**EXTRAIT DU TEXTE:**
Alain Bagnoud, La Vie suprême

L'Aire, 2020, 160 pages

Le Valais des marges a fourni à la littérature plusieurs losers magnifiques : le peintre Jean-Frédéric Brun (1811-1871), connu comme Le Déserteur sous la plume de Jean Giono ; Marie-Thérèse Seppey (1815-1842), décapitée à cause de sa complicité dans l’assassinat de son mari, est devenue l’amante passionnée du premier roman de S.C. Bille, Théoda. Quant à Joseph-Samuel Farinet (1845-1880), il fascine Alain Bagnoud, au point que l’écrivain valaisan lui a consacré deux ouvrages : dans Saint Farinet (2005), il corrigeait, grâce à une riche documentation historique, la représentation du « Robin des bois montagnard » popularisée par le roman de C. F. Ramuz. Quinze ans plus tard, il revient avec La Vie suprême sur les traces du faux-monnayeur avec un livre qui a valu à son auteur le prix Édouard-Rod 2020.

L’intérêt de ce roman, c’est qu’il accorde à Besse, comparse de Farinet, un parcours de vie bien plus intéressant que celui du faussaire, dont on sait qu’il fut un parasite et un malfaiteur pathétique. Besse porte un patronyme qui n’est pas choisi au hasard, puisque qu’il veut dire « jumeau ». Il est double et travaillé par une postulation qui l’amène à faire le mal comme à faire le bien. Empêché par les conventions d’être lui-même, il veut néanmoins trouver sa place au soleil : « Alors, il a caché ses idées. C’était comme s’il était deux Besse, un à l’extérieur qui semblait faire juste, et un à l’intérieur qui pensait autrement. Celui-là attendait une occasion, même s’il semblait que rien ne changerait jamais. Mais il était prêt. Quelque chose allait venir, et à ce moment-là, il saisirait sa chance, chacun en avait une dans sa vie, il ne la laisserait pas passer » (p.12).

**À FAIRE:**
• a. Indiquez si chacune des affirmations suivantes est conforme à la critique de La Vie suprême, en répondant par oui ou par non et en citant à l'identique les mots décisifs : (i) Saint Farinet a paru en 2005 ; (ii) Marie-Thérèse Seppey a été pendue ; (iii) le patronyme de Besse signifie « jumeau ».
• b. Réécrivez le passage de la critique de La Vie suprême qui va de « Le Valais des » à « prix Édouard-Rod 2020. », en substituant « Charles-Ferdinand Ramuz » à « Ramuz ».
• c. Poursuivez la critique de La Vie suprême au-delà de sa dernière phrase.
Les enregistrements qui suivent constituent un matériau distinct de la critique.

**LIGNES:**
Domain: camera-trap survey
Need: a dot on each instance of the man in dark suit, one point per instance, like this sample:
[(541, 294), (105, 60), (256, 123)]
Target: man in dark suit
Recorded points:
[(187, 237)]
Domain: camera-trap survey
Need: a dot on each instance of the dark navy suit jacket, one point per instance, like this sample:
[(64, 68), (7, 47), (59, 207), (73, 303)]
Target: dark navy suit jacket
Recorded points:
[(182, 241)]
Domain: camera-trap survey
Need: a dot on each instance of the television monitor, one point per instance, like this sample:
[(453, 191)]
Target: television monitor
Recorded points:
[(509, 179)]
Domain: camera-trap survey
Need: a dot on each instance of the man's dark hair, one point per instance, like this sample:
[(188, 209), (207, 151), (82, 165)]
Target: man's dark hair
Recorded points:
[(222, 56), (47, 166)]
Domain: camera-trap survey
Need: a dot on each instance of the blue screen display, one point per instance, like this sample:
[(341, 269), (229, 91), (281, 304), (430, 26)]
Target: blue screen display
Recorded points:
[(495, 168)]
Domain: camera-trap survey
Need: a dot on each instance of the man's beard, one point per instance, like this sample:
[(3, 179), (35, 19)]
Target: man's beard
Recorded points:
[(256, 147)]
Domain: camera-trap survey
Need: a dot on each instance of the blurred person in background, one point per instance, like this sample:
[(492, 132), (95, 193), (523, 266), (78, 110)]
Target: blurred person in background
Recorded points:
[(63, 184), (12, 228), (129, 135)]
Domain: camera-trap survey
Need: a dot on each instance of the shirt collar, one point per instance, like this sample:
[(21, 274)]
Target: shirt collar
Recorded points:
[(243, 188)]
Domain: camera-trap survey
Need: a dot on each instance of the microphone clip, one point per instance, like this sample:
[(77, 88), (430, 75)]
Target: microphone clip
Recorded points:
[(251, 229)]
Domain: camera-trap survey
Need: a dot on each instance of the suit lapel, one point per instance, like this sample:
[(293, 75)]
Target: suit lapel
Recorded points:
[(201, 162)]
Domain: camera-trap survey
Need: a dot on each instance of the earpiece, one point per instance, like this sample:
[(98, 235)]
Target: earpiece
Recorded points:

**RÉSULTATS DANS L'ORDRE:**
• a.
(i) Oui : « dans Saint Farinet (2005) ».
(ii) Non : « décapitée à cause de sa complicité dans l’assassinat de son mari ».
(iii) Oui : « puisque qu’il veut dire « jumeau » ».

• b.
Le Valais des marges a fourni à la littérature plusieurs losers magnifiques : le peintre Jean-Frédéric Brun (1811-1871), connu comme Le Déserteur sous la plume de Jean Giono ; Marie-Thérèse Seppey (1815-1842), décapitée à cause de sa complicité dans l’assassinat de son mari, est devenue l’amante passionnée du premier roman de S.C. Bille, Théoda. Quant à Joseph-Samuel Farinet (1845-1880), il fascine Alain Bagnoud, au point que l’écrivain valaisan lui a consacré deux ouvrages : dans Saint Farinet (2005), il corrigeait, grâce à une riche documentation historique, la représentation du « Robin des bois montagnard » popularisée par le roman de C. F. Charles-Ferdinand Ramuz. Quinze ans plus tard, il revient avec La Vie suprême sur les traces du faux-monnayeur avec un livre qui a valu à son auteur le prix Édouard-Rod 2020.

• c.
Sa « chance » fera son malheur : il rencontre Farinet qui lui fait entrevoir « la vie suprême », c’est-à-dire une vie facile par la multiplication des pièces mais aussi « la fortune, le respect, l’admiration » (p. 145). Besse finira par être le maillon faible d’une association de malfaiteurs, il paiera pour les autres en passant trois ans au pénitencier. Il en ressortira en partageant son sort avec Laurence, la fille qui avait été rejetée par la communauté parce qu’elle avait trouvé à sa manière aussi une forme de « vie suprême » : un amour passionné sans réciprocité pour un jeune homme d’une famille dominante du village. Délaissée, elle souffre et suffoque « comme une truite qu’on a sortie de l’eau et posée sur un caillou » (p.124). Entre les lignes, dans ce destin des victimes, se lit un procès à charge contre tout ce qui représente la loi et les convenances : les communautés claniques qui se jalousent, le curé qui accorde la pénitence privée à l’amant et force l’amante à l’humiliation publique, la justice des hommes forcément inique …

Entre amour passion et argent facilement gagné, ces deux rêves de « vie suprême », Besse a découvert une voie médiane, le goût de la vie et du travail bien fait, être plutôt qu’avoir. C’est ce qu’il léguera à son arrière-arrière-petit-fils, l’écrivain Alain Bagnoud. La frontière entre le romanesque et le vécu n’est pas étanche.

Pour aller plus loin

Charles Ferdinand Ramuz, Farinet ou la fausse monnaie, 1938 (Plaisir de lire, 2005)

Stéphanie Corinna Bille, Théoda, 1944 (Plaisir de lire, 2008)

Jean Giono, Le Déserteur, 1966 (Folio, 1973)

Alain Bagnoud, Saint Farinet, L’Aire, 2005

Extraits

« Il était comme tout le monde, mais avec des rêves. Son but, c’était de connaître une vie suprême, comme il disait. Les choses du réel ne lui convenaient pas, c’était son caractère. Il refusait de se soumettre et d’accepter. Pour ça, il était différent. » (p.9)

« Pourtant on peut habiter ce qu’on possède, se dire qu’on n’est pas une victime. Oublier la vie suprême, qui est un mirage bâti avec des rêves coûteux, parce qu’alors on perd de vue ce qui existe.
Mais ne pas se résigner ni se décourager. Ne jamais se laisser asservir, ni par les autres, par leur vision, ni par leurs idées, ni par les changements, même quand ils vous mènent ailleurs que là où on voudrait. Faire ce qu’on peut. Chaque jour, de son mieux, perdurer, s’étendre, peser plus lourd, être encore mieux là. Je sais maintenant qu’on a la puissance de prendre ce qui vient comme si ça nous appartenait. C’est possible d’aimer beaucoup de choses, même les pires, quand on se dit : je suis moi, c’est moi. Ma vie, c’est à moi, ce que je sens, c’est à moi, c’est moi…
Voilà l’idée que j’aimerais faire grandir dans mon cerveau : on peut être toujours heureux même sans avoir rien. »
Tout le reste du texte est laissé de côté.